YOUR INSTRUCTIONS:
Write the data out again, character for character, with no images.

[Stored data entries]
--- --- ---

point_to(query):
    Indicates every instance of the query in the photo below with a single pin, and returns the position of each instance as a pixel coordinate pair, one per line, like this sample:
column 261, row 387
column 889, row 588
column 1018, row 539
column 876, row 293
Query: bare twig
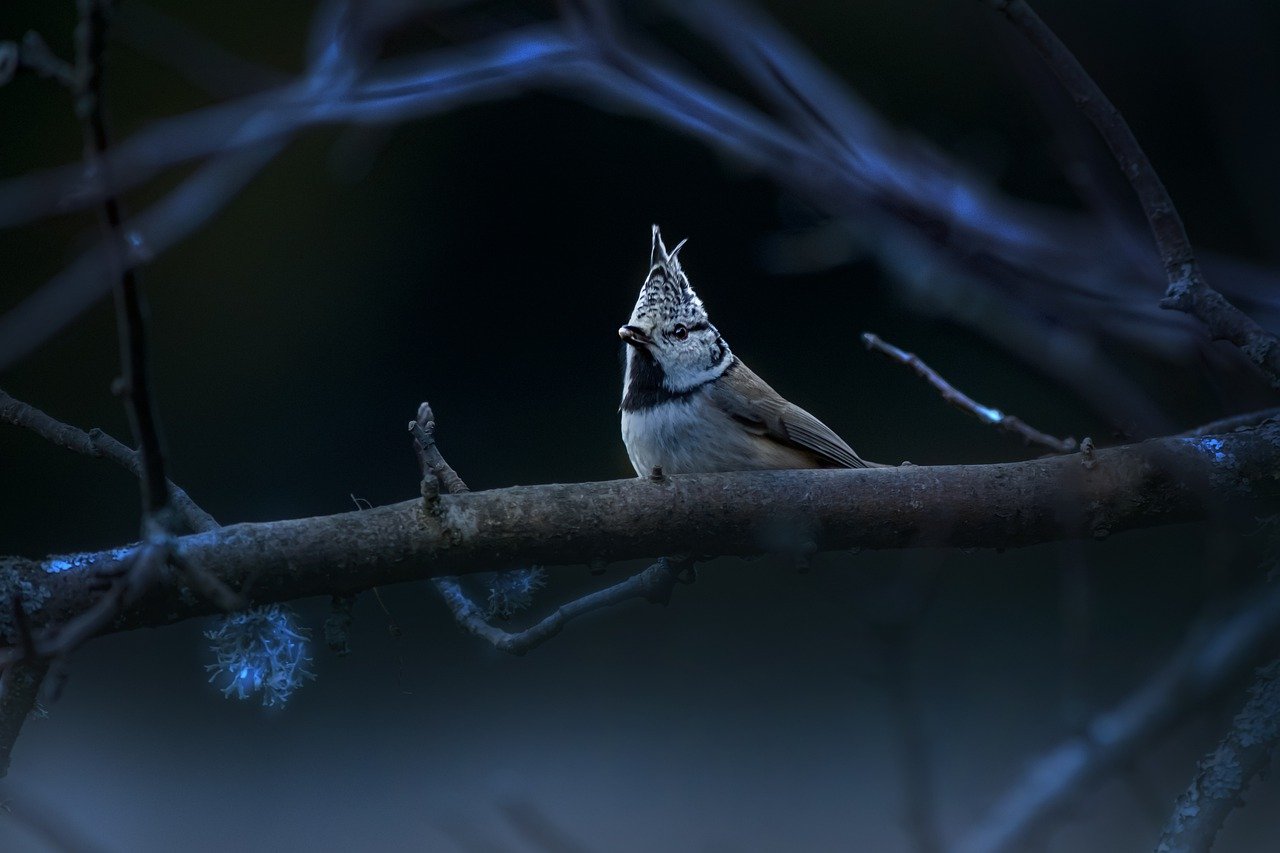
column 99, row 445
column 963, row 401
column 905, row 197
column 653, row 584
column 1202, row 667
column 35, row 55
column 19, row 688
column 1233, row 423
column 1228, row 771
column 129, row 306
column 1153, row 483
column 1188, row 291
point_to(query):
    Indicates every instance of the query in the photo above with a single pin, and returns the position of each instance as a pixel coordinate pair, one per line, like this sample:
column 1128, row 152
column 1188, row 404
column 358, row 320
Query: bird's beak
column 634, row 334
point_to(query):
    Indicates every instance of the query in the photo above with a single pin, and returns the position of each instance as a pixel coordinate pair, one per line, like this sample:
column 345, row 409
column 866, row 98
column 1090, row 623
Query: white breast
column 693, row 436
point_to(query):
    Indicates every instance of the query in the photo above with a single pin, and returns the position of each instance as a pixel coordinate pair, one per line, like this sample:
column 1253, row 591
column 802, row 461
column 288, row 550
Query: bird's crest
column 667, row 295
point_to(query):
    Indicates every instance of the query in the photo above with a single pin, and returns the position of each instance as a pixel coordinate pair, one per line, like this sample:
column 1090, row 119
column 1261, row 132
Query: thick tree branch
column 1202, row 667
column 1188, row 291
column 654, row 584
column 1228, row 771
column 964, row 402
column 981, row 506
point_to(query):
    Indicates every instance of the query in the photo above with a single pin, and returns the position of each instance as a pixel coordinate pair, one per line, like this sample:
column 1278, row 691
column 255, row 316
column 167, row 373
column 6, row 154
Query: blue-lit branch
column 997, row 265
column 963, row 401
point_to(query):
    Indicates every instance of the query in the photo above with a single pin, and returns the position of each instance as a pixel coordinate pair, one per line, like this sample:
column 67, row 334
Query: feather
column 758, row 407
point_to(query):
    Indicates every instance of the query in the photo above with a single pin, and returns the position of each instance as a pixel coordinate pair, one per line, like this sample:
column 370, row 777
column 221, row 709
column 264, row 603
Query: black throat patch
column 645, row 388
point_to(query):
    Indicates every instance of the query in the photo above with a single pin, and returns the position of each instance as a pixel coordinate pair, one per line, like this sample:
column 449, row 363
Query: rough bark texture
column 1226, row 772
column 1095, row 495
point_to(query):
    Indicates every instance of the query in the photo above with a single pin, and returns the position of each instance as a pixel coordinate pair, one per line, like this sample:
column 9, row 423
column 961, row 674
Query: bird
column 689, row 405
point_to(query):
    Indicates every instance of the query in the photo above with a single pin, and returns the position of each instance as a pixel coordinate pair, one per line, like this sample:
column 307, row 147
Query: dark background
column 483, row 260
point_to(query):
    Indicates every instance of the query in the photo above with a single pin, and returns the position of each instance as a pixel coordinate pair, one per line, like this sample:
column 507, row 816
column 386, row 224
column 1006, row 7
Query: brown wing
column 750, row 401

--- --- ---

COMPLETE ANSWER:
point_to(query):
    Indicates every instance of the query in the photo below with a single pin, and returns the position of each instance as a pixel coordinate pair, one per line, like this sample:
column 261, row 387
column 889, row 588
column 1018, row 539
column 876, row 293
Query: bare twig
column 99, row 445
column 963, row 401
column 905, row 197
column 653, row 584
column 1202, row 667
column 35, row 55
column 19, row 688
column 1233, row 423
column 1228, row 771
column 129, row 306
column 1153, row 483
column 1188, row 291
point_to(query):
    Indicates every instance of the query in the photo above with a single pin, and returns the position of each instance as a pixel coordinate pair, one per line, like this sample:
column 1128, row 152
column 1188, row 404
column 358, row 320
Query: bird's beak
column 634, row 334
point_to(query):
    Indicates every instance of the query in the photo above with a single pin, and returns the position of each instance as a pixel coordinate pair, one per line, like this sample:
column 345, row 409
column 866, row 98
column 1090, row 623
Query: white breast
column 693, row 436
point_to(query):
    Indicates every instance of the query in the photo above with a single pin, and returns the position of each instance as a pixel coordinate pair, one per line, like this sample:
column 1253, row 591
column 802, row 461
column 288, row 550
Query: bird's crest
column 667, row 295
point_to(query):
    Indicates every instance of the query in the photo above with a single pin, and returns the position of each instance as a pixel coordinate pair, one per line, like this sample:
column 1090, row 119
column 1261, row 132
Query: thick tree branch
column 1202, row 667
column 1188, row 291
column 654, row 584
column 1228, row 771
column 964, row 402
column 981, row 506
point_to(query):
    Indicates every instance of the query in the photo above with a single pin, and returns the position of each instance as a pixel coordinate pair, one per line, like this sample:
column 1278, row 691
column 255, row 316
column 167, row 373
column 6, row 154
Query: blue-lit branch
column 997, row 265
column 963, row 401
point_to(query):
    Indicates every instance of the query in the photo above with a single pin, and returns the position of each instance as a pixel coordinate pair, one per line, like this sample:
column 67, row 334
Query: feather
column 758, row 407
point_to(query):
    Indicates every instance of the query in the photo above with a single pin, and returns the position of each instance as a pixel coordinate pair, one per line, like this sample:
column 370, row 777
column 221, row 709
column 264, row 603
Query: black throat patch
column 645, row 388
point_to(query):
    Indicates every instance of the query in the photo above with a single pin, and returns the position of each instance as a pixel coordinate pair, one per line, like this sample:
column 449, row 363
Query: rough bark texture
column 1226, row 772
column 1095, row 495
point_to(query):
    Indicates every instance of the query in the photo above with a single pin, and returns the position of each instance as a pixel coordinate pair, one per line, like this sample:
column 9, row 423
column 961, row 674
Query: bird
column 689, row 405
point_to(query):
    Indicates every instance of the query in the photo above with a single pin, and returns the position of each instance as a pixel coordinate pair, one per line, like this sample:
column 307, row 147
Query: dark background
column 483, row 260
point_to(query):
    Indicates every instance of the query in the photo above with a single pin, and returns the position of each instance as a pixel coordinate pair, one per line, like this sample:
column 507, row 816
column 386, row 224
column 1006, row 7
Query: brown wing
column 750, row 401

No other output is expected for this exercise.